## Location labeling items
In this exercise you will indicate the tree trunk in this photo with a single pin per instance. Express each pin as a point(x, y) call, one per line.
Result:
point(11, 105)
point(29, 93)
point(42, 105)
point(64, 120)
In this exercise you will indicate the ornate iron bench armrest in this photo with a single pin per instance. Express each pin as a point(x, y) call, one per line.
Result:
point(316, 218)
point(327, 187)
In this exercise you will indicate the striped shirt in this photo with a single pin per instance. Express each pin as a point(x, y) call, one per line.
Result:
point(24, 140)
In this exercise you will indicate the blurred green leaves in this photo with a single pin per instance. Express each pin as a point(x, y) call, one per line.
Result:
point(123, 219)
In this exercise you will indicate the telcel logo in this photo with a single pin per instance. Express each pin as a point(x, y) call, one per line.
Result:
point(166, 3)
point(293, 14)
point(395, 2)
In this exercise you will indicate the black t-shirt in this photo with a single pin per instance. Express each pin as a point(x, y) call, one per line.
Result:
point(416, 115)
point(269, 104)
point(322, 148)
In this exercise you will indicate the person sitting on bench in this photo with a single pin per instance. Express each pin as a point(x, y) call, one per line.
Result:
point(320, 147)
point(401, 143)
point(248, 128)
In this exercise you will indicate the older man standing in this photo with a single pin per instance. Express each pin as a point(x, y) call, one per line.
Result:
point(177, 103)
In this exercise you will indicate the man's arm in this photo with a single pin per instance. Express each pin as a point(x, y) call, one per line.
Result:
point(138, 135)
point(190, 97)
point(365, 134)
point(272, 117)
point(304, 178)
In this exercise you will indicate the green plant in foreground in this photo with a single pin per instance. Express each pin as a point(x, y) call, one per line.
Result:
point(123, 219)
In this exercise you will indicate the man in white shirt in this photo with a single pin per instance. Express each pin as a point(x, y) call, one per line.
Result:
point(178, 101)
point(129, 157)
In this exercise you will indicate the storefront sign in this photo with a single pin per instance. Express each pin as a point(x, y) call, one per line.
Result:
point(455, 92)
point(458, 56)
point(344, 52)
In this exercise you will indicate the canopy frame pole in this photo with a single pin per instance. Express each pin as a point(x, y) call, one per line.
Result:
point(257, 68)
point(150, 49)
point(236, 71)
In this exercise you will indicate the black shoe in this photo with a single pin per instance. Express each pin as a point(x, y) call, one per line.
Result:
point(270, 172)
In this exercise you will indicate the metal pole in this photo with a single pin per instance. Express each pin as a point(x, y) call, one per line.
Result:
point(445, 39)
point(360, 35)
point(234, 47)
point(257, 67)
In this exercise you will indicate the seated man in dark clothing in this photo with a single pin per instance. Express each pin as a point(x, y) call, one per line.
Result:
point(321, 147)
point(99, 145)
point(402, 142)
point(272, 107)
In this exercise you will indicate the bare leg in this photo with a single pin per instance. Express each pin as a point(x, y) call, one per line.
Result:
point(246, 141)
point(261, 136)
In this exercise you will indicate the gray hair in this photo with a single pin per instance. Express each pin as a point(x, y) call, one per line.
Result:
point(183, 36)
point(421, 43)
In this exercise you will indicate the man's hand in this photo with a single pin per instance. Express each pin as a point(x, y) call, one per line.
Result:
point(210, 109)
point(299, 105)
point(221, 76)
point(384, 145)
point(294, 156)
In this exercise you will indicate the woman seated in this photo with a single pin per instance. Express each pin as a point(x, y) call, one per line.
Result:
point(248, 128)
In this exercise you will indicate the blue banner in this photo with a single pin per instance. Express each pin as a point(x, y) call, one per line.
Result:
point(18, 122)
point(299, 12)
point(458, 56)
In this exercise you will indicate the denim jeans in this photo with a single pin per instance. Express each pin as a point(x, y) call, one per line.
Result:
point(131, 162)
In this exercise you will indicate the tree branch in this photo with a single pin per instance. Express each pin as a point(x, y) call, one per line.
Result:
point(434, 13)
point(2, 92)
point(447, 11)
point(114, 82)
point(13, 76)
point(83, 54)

## Work required
Can you rewrite all of the items with "single pin" swapped for "single marker" everywhere it occurs, changing nothing else?

## Solved exercise
In this exercise you will indicate the tree trunk in this photo with a single marker per instance. Express each pin as a point(x, y) call, one per line.
Result:
point(11, 105)
point(29, 93)
point(42, 105)
point(64, 120)
In this exercise you will indicate the ornate iron bench armrest in this photo with a single marker per instance. Express each pin as a point(x, y) call, one per line.
Result:
point(316, 218)
point(327, 187)
In this exercise you will indicate the striped shirt in this photo with a single marker per instance. Express each pin as a point(x, y) call, one per line.
Result:
point(24, 140)
In this exercise you will indicate the blurred green leaves in this photo with a single marker per instance. Express each pin as a point(x, y) call, one per line.
Result:
point(123, 219)
In this exercise you will indicate the telcel logo in this photo with a single marker per instance. Express each pin as a point(x, y) call, one per line.
Result:
point(166, 3)
point(293, 14)
point(395, 2)
In this exercise you will indicate the black t-shirt in this photo with a single marker per instance. Express each pin as a point(x, y) call, one per line.
Result:
point(416, 115)
point(269, 104)
point(322, 148)
In this exercise you will indicate the person sitting on bench in this photo with a single marker per instance. Express each pin as a point(x, y) call, one per line.
Result:
point(320, 147)
point(401, 143)
point(248, 128)
In this exercise you will indicate the older man standing in this photo with a single marker per instance. Express each pin as a point(x, y) call, one per line.
Result:
point(177, 103)
In this exercise you will indicate the man's arm in this photo with a single marker per instance. Express each pin as a point(x, y) call, one per line.
Result:
point(138, 135)
point(190, 97)
point(365, 134)
point(272, 117)
point(304, 178)
In this exercise you will indicate the green plant in foreground in this photo with a single marker per instance. Express each pin as a point(x, y) call, one per line.
Result:
point(123, 219)
In this exercise you will indicate the man in white shirt in this photo with a single marker per instance. Express each pin as a point(x, y) call, one per line.
Result:
point(178, 101)
point(129, 157)
In this exercise you will indicate the storefront sign in this photo with a single marker per instance. Express each pin as a point(x, y) call, one per line.
Result:
point(455, 92)
point(458, 56)
point(344, 52)
In this exercise you will indicate the canopy frame pole in this photo with a single marker per instance. Express each pin as a point(x, y) call, one per line.
Result:
point(257, 68)
point(150, 49)
point(236, 71)
In this exercise you will indicate the black shoe in this photo with a single marker per instance. Express each pin as a point(x, y) call, one per line.
Result:
point(270, 172)
In this exercise you will indicate the metal pole in this photo with a single marker per instance. Express each pin as a point(x, y) call, one per line.
Result:
point(445, 39)
point(360, 35)
point(234, 47)
point(257, 67)
In this exercise you will indicate the seated man in dark clothing in this photo with a single marker per instance. Express each pin as a point(x, y) call, one per line.
Result:
point(321, 147)
point(99, 145)
point(402, 142)
point(272, 107)
In this exercise you will indicate the bare leg in this photo with a single marker per instance. Express each pin as a point(x, y) call, one per line.
Result:
point(246, 141)
point(261, 136)
In this exercise you will indicate the gray hair in this photo with a single marker per instance. Express each pin as a point(x, y) call, one per line.
Result:
point(183, 36)
point(421, 43)
In this exercise you will indicate the man's hand in this photo with a single marker per instance. Express each pin as a point(x, y) call, one per line.
Result:
point(210, 109)
point(299, 105)
point(221, 76)
point(384, 145)
point(294, 156)
In this exercise you will indicate the woman seated in this photo with a single marker per instance. Express each pin as a point(x, y) call, one per line.
Result:
point(248, 128)
In this exercise you will indicate the blue banner in this photo with a single marker per instance. Express each pin as a point(x, y) call, one per line.
Result:
point(18, 122)
point(299, 12)
point(458, 56)
In this exercise you will indicate the denim jeans in this photo with a single marker per instance. Express each pin as a point(x, y) call, one per line.
Result:
point(131, 162)
In this exercise you will indicate the tree branch in this photo with a single marker per instance. Express each pin as a point(x, y) call, one per line.
Result:
point(434, 13)
point(2, 92)
point(447, 11)
point(114, 82)
point(13, 76)
point(83, 54)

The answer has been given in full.